> _YOUR TASK_:
Can you rewrite the records below as a two-column CSV with the headers "prompt" and "boxes", giving one row per request, with its text in one quoted field and its answer in the other, and turning any line breaks into spaces?

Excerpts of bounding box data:
- - - - - - -
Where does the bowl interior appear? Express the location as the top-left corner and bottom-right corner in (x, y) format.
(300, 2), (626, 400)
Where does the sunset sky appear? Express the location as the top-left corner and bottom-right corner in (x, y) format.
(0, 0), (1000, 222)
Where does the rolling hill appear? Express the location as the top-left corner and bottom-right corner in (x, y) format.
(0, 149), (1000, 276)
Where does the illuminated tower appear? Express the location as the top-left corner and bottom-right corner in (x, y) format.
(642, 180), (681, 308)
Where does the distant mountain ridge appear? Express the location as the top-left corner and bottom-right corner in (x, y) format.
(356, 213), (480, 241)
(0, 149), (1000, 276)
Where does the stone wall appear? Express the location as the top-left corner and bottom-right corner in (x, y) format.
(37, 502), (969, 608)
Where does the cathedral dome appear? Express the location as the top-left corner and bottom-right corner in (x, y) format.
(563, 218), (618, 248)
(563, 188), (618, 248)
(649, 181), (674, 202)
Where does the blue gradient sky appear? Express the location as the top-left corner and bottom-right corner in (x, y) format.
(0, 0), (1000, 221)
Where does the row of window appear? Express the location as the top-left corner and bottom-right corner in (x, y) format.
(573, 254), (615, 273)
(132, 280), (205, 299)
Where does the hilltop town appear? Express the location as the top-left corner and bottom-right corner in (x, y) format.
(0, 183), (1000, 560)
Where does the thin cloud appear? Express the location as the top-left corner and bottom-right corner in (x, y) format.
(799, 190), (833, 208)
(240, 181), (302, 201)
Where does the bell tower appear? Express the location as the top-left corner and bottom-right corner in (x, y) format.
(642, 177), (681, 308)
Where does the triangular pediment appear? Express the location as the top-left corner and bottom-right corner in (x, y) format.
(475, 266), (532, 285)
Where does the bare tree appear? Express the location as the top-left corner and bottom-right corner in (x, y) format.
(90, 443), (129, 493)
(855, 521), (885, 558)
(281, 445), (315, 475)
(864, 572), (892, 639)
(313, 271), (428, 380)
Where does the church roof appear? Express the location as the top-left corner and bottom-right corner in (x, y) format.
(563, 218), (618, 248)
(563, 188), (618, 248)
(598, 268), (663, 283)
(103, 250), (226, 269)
- - - - - - -
> _TASK OUTPUT_:
prompt,boxes
"Where does the bowl interior appear? Express the location as the top-left corner and bottom-right corner in (x, y) format.","(300, 2), (626, 400)"
"Where does the sunset sky appear? Express the location as the top-left corner and bottom-right corner in (x, y) format.","(0, 0), (1000, 222)"
"Where does the rolling hill appear? Express the location as the top-left corner and bottom-right corner in (x, y) format.","(0, 149), (1000, 276)"
"Where does the illuminated tower appear? Express the location as the top-left corner and bottom-right corner in (x, y) format.","(642, 180), (681, 308)"
"Where does the distant mountain ridge appear? Express the location as the top-left corner and bottom-right corner in (x, y) format.","(356, 213), (480, 241) (0, 149), (1000, 276)"
"Where does the stone wall appear? Express the location as the top-left corner and bottom-right corner in (x, y) format.","(37, 502), (969, 608)"
"Where does the cathedral dome appear? Express the location as the top-left corner and bottom-right corner in (x, y) format.","(563, 218), (618, 248) (563, 188), (618, 248) (649, 181), (674, 202)"
"Where does the blue gradient sky appear? Express the location as the top-left corner and bottom-right corner in (x, y) format.","(0, 0), (1000, 221)"
"Where does the row of window appear? Express the location as the top-left corner and bottom-right corner in (x, y) format.","(573, 254), (615, 273) (132, 280), (205, 299)"
"Where does the hilltop town appear? Express the location as the top-left corner and bottom-right corner in (x, y) format.","(0, 183), (1000, 560)"
"Where does the thin cloud appear? Express the location as the top-left corner and bottom-right corner in (x, y) format.","(799, 190), (833, 208) (240, 181), (302, 201)"
"Where does the bell tower appear? Express the location as the top-left corner and bottom-right corner in (x, y) format.","(642, 177), (681, 308)"
"Where does the triangular pediment appear? Express the location as the top-left corner and bottom-right corner in (x, y) format.","(475, 266), (532, 285)"
"Where does the bare tree appear? Express the location as the top-left corner and bottom-right corner in (x, y) format.","(90, 443), (129, 493) (855, 521), (885, 558) (281, 445), (315, 475) (864, 572), (892, 639) (313, 271), (428, 380)"
"Where does the church roof appear? Express the location as the top-left corner and bottom-right corner in (x, y) format.","(563, 218), (618, 248) (563, 188), (618, 248) (598, 268), (663, 283) (103, 250), (226, 269)"